The data beneath this task has to be reprinted character for character.

Point localization data
Content starts

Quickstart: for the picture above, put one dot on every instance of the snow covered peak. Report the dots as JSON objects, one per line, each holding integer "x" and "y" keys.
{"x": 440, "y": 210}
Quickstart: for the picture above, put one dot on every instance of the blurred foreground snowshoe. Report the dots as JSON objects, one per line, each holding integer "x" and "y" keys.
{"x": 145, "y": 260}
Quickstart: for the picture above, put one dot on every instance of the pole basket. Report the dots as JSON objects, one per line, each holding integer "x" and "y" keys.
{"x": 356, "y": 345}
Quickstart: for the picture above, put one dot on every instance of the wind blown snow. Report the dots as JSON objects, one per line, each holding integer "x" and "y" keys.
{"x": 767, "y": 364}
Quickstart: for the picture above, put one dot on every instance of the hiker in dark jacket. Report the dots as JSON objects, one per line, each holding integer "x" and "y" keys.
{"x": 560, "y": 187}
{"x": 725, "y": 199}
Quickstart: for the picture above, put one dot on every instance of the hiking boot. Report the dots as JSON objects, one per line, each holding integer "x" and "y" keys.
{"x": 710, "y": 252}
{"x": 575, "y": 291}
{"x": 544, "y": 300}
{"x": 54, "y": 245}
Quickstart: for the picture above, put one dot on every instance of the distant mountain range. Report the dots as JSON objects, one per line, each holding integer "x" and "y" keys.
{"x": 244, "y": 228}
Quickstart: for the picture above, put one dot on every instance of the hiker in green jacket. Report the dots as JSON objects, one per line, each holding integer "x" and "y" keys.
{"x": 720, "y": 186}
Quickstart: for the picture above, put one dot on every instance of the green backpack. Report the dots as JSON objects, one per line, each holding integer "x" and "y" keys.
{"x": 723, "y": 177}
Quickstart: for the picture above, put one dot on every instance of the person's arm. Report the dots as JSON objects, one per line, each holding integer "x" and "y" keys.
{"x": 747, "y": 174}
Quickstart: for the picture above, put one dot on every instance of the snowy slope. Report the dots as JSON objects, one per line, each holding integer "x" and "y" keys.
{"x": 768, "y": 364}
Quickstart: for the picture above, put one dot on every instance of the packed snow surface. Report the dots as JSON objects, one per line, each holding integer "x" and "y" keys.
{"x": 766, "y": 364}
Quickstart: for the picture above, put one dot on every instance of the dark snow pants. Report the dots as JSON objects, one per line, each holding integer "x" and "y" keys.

Content ends

> _Task answer_:
Quickstart: for the picture above, put one dot on every instance of the snow covered peak. Report the dots as JSON objects, one per line, each holding integer "x" and "y" keys.
{"x": 440, "y": 210}
Quickstart: for the picture above, put one dot on every instance of the blurred foreground snowshoe. Report the dots as JSON objects, one per line, each holding integer "x" and "y" keys.
{"x": 145, "y": 260}
Quickstart: for the picture above, put one dot on every instance of the pole basket. Report the dots as JSON objects, one per line, each holding integer "x" and "y" keys.
{"x": 356, "y": 345}
Quickstart: for the picture above, put one dot on every instance of the wind blown snow. Report the dots as JSON objects, one per line, each holding integer "x" and "y" keys.
{"x": 767, "y": 364}
Quickstart: for the picture above, put one dot on every instance of the hiker in dark jacket. Report the dots as JSON objects, one per line, each holding integer "x" and "y" keys.
{"x": 560, "y": 187}
{"x": 725, "y": 199}
Quickstart: for the picture above, put one dot on every instance of the hiking boot. Report the dots as JSON objects, one per line, each holding integer "x" and "y" keys.
{"x": 710, "y": 252}
{"x": 575, "y": 291}
{"x": 544, "y": 300}
{"x": 54, "y": 245}
Quickstart: for the picture above, put one dot on every instance of the distant mountain range. Report the dots as JSON objects, one per line, each holding integer "x" and "y" keys.
{"x": 244, "y": 228}
Quickstart: for the picture above, put one dot on every instance of the hiker in green jacket. Report the dots as JSON objects, one per line, each holding integer "x" and "y" keys.
{"x": 720, "y": 186}
Quickstart: for the picture above, put one dot on every instance of the green backpack. Report the dots as JSON objects, one per line, each holding integer "x" and "y" keys.
{"x": 723, "y": 177}
Quickstart: for the picture above, put one dot on every instance of the person's arm. Report the dots as JSON objects, one per line, each holding integer "x" and "y" keys.
{"x": 747, "y": 174}
Quickstart: for the picture above, put one dot on every instance of the snowy slope. Report the dots as JSON objects, one per line, each holding integer "x" and "y" keys.
{"x": 768, "y": 364}
Quickstart: for the picture above, put one dot on every instance of the packed snow surface. Report the dots as JSON objects, one per line, each holding integer "x" and "y" keys.
{"x": 766, "y": 364}
Quickstart: for the picture above, put one dot on every instance of the dark snow pants. Report the dots as JSON objects, one per line, each holding integer "x" and "y" keys.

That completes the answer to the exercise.